*SEITENAUSZUG*.

= = = = =

Seit vielen, vielen Jahren sind die Kopfhörer von Denon gern gesehene Testgäste in den HiFi-Redaktionen. Bei der letzten Generation um den AH-D7100 aber winkten alle höflich ab. Egal, wie gut die Modelle auch geklungen hätten – sie sahen zu eigenwillig aus: unverkäuflich. So sahen es wohl auch die Leute von Denon Europa und insistierten nicht weiter. Umso schöner, dass Denon nun mit der Serie 200 wieder auf die Ursprungs-Idee von “schlicht & edel” zurück kam. LowBeats Autor Claus Dick hatte das Flaggschiff der Serie, den Denon AH-D7200, für einige Wochen zum Test und kann fast nur Bestes berichten.
„Reference Headphone“ – so nennt Denon selbstbewusst sein geschlossenes, dynamisch arbeitendes Top-Kopfhörer-Modell Denon AH-D7200 mit Walnuss-Gehäusen. Nachvollziehbar, wenn man um die 50 Jahre währende Erfahrung der Japaner in puncto Kopfhörer-Kreation weiß. Und um die Klangqualitäten der beiden Vorgänger AH-D7000 und AH-D7100. Beide glänzten mit hinreißenden Performances. Aber was den AH-D7100 angeht, nicht unbedingt durch gnadenlose Schönheit: Vor gut fünf Jahren für eine vom Marketing auserkorene Zielgruppe von fiktiven „Music Maniacs“ gestylt: Beulig geformt aus einem Kunststoff- und Holzmix, wirkte der damals mit 1.250 und zuletzt 1.000 Euro recht teure Nobel-Hörer doch ziemlich gewollt.

= = = = =

*BEREITGESTELLTE DATEN*.
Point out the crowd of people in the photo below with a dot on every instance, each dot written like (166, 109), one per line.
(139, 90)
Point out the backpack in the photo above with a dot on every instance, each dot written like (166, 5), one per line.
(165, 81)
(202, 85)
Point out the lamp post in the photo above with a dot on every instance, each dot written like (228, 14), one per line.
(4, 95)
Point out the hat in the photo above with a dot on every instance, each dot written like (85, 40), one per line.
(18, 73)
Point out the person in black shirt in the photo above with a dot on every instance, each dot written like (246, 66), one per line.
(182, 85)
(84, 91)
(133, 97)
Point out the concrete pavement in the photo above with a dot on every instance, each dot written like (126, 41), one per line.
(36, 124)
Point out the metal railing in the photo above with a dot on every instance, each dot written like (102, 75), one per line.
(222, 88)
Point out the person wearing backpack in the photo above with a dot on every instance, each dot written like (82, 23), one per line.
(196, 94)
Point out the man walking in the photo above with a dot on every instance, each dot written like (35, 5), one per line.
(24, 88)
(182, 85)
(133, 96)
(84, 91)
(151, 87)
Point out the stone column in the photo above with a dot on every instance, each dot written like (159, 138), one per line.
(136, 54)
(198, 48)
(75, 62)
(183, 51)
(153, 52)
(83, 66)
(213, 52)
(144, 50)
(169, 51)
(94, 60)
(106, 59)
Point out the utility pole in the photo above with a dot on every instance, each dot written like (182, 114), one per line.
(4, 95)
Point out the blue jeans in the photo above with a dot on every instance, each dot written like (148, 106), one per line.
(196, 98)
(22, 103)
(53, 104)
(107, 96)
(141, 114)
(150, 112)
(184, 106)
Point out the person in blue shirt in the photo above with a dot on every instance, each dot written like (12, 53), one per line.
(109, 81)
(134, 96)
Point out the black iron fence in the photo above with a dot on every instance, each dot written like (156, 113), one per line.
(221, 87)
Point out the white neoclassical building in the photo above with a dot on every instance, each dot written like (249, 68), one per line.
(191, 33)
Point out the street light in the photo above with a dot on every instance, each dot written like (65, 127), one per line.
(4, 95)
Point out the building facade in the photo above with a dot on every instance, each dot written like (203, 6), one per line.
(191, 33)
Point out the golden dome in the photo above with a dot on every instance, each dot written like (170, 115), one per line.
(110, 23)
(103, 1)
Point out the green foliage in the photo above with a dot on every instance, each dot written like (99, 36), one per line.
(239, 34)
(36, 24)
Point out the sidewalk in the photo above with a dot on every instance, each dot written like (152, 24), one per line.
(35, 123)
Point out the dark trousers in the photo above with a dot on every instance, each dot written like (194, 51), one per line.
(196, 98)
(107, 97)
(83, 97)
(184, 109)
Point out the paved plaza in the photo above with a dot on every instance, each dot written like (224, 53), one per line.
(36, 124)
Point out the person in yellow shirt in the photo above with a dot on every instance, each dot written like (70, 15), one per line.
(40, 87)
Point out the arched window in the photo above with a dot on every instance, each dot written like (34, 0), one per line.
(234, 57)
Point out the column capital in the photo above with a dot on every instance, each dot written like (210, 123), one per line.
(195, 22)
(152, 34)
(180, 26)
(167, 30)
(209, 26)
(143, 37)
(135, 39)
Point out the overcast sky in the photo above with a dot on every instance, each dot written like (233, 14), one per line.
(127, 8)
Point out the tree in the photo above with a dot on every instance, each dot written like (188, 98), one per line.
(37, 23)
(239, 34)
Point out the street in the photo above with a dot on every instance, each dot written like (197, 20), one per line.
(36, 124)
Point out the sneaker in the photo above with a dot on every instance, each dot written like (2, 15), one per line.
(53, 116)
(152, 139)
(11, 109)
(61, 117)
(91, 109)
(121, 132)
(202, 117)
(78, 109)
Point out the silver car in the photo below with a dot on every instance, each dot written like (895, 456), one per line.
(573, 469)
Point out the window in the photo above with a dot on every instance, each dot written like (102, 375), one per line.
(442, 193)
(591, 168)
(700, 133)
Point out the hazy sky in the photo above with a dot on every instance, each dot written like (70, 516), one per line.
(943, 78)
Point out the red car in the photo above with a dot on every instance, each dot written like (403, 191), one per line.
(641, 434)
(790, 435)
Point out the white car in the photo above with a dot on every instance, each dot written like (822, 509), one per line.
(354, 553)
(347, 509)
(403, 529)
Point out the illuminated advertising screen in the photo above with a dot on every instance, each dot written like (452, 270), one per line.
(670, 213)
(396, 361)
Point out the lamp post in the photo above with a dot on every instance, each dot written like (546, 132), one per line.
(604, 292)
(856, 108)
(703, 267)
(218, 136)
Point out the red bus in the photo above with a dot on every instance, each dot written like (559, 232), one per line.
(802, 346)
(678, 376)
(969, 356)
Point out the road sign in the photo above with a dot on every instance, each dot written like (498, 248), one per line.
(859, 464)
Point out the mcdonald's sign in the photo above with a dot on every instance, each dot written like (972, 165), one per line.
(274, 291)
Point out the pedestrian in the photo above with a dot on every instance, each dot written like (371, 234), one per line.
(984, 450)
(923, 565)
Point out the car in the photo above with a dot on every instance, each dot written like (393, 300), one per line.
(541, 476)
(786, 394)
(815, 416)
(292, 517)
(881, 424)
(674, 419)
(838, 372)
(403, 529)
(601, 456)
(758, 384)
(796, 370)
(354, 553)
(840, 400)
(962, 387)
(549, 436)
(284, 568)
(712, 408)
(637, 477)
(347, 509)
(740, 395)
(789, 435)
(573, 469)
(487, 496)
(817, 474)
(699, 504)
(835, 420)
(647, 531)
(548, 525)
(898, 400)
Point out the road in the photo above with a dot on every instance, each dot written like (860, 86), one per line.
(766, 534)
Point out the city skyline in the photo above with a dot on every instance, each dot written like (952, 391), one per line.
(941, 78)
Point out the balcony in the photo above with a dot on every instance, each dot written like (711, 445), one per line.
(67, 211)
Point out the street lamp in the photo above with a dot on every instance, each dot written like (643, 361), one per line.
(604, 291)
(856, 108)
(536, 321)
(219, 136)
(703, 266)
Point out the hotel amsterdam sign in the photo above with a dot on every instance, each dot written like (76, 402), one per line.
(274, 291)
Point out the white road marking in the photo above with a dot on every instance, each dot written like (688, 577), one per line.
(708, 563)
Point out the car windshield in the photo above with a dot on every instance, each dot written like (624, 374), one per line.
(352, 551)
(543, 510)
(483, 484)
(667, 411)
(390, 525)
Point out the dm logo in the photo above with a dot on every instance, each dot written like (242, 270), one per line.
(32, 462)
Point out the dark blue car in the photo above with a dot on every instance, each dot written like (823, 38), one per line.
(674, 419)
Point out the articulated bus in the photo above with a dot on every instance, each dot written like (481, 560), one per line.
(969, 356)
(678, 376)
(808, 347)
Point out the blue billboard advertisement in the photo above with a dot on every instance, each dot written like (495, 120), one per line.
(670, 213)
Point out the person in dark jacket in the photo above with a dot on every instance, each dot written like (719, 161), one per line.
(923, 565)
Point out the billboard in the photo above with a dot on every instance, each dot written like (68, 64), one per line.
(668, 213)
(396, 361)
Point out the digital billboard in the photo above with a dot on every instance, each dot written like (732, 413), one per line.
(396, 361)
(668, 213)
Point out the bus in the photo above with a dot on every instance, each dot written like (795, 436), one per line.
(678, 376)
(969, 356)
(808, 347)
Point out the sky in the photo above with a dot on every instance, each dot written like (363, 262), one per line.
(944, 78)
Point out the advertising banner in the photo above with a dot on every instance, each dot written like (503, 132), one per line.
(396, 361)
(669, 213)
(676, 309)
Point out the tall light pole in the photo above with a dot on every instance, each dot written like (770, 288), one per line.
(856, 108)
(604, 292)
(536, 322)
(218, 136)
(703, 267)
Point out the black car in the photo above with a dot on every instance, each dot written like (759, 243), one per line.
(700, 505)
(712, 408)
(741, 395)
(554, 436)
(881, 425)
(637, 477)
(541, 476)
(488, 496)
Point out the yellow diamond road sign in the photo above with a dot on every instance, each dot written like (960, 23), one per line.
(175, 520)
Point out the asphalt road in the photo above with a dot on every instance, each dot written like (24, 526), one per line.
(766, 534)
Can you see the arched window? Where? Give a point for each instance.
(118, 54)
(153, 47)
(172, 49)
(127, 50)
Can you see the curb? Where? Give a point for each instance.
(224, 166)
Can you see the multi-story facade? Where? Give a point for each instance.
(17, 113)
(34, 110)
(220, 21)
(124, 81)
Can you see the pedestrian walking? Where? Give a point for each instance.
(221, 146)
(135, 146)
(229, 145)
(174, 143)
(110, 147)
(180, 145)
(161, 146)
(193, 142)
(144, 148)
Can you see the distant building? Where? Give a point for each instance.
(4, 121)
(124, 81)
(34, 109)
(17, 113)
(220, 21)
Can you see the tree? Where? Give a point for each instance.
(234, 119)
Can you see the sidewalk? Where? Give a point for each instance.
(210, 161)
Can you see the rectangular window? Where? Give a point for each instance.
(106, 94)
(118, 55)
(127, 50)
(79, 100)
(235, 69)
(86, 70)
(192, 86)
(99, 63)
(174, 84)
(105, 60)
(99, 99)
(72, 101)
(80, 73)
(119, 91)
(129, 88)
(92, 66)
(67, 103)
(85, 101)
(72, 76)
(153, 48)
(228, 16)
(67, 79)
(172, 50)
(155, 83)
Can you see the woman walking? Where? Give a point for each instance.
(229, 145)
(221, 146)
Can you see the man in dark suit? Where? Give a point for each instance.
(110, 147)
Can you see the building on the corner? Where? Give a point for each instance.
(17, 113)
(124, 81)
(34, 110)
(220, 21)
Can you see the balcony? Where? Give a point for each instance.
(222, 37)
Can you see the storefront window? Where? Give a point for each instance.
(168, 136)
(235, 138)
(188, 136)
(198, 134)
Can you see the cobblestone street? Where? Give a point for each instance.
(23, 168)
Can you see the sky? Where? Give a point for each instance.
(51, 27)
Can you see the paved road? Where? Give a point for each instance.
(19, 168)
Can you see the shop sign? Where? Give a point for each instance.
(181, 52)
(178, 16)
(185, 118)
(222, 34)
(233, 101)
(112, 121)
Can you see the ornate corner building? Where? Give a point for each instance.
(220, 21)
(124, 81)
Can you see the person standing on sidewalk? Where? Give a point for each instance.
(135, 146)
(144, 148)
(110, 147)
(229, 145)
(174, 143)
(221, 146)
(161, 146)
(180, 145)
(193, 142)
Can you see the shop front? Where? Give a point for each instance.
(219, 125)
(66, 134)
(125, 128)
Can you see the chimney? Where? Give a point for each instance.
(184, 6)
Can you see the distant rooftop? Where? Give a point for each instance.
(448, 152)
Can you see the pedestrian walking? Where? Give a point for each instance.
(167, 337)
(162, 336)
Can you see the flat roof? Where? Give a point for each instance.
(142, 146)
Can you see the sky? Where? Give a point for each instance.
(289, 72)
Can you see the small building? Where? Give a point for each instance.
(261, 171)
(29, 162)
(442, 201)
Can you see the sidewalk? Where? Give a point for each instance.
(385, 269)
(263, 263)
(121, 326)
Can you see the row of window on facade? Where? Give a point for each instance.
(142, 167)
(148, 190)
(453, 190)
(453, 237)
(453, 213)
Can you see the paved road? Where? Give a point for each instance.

= = = = =

*GESTELLTE AUFGABE 1*.
Wie lange hatte Claus Dick laut dem Seitenauszug den Denon AH-D7200 zum Test?
*GESTELLTE AUFGABE 2*.
Schreiben Sie den Abschnitt des Seitenauszugs um, der bei den Worten „Seit vielen, vielen“ beginnt und nach „nur Bestes berichten.“ endet, und ersetzen Sie dabei „Flaggschiff“ durch „Spitzenmodell“.
Die Daten werden hierfür nicht benötigt.

*ERGEBNIS 1*.
Für einige Wochen.

*ERGEBNIS 2*.
Seit vielen, vielen Jahren sind die Kopfhörer von Denon gern gesehene Testgäste in den HiFi-Redaktionen. Bei der letzten Generation um den AH-D7100 aber winkten alle höflich ab. Egal, wie gut die Modelle auch geklungen hätten – sie sahen zu eigenwillig aus: unverkäuflich. So sahen es wohl auch die Leute von Denon Europa und insistierten nicht weiter. Umso schöner, dass Denon nun mit der Serie 200 wieder auf die Ursprungs-Idee von “schlicht & edel” zurück kam. LowBeats Autor Claus Dick hatte das Spitzenmodell der Serie, den Denon AH-D7200, für einige Wochen zum Test und kann fast nur Bestes berichten.